| Task statement |
Your output should be the line with "Q: Point to the black" plus all following lines to the end of the records, exactly as written and nothing more.

| Material provided |
______________________________

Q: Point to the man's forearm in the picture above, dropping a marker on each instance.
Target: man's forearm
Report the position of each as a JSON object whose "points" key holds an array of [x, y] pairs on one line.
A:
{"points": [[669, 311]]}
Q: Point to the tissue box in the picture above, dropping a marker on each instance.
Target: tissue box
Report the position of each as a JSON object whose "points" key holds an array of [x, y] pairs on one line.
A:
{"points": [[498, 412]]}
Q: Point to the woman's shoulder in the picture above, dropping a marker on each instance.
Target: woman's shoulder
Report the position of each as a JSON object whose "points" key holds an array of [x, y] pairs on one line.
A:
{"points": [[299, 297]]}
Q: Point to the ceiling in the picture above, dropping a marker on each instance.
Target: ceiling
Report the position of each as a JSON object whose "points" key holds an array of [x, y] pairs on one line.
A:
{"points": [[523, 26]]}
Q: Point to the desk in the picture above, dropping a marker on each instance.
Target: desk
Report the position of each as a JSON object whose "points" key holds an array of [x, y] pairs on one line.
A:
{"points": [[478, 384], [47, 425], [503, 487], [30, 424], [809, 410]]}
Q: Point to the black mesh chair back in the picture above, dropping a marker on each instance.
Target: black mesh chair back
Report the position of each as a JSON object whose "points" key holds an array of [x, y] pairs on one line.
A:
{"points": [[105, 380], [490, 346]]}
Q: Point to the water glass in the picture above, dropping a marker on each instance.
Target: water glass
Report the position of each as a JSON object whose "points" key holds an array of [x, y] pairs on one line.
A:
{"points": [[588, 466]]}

______________________________

| Reply |
Q: Point to the black mesh chair back in the picture above, dropping a marker on each instance.
Target: black mesh chair back
Report the position of each as a JSON object whose "points" key holds an array of [x, y] pairs on one line.
A:
{"points": [[105, 380], [490, 346]]}
Q: Point to the water glass in the picture above, dropping a marker on each instance.
Target: water glass
Report the position of each as a JSON object whose "points" key holds an array of [x, y] pairs on one line.
A:
{"points": [[588, 466]]}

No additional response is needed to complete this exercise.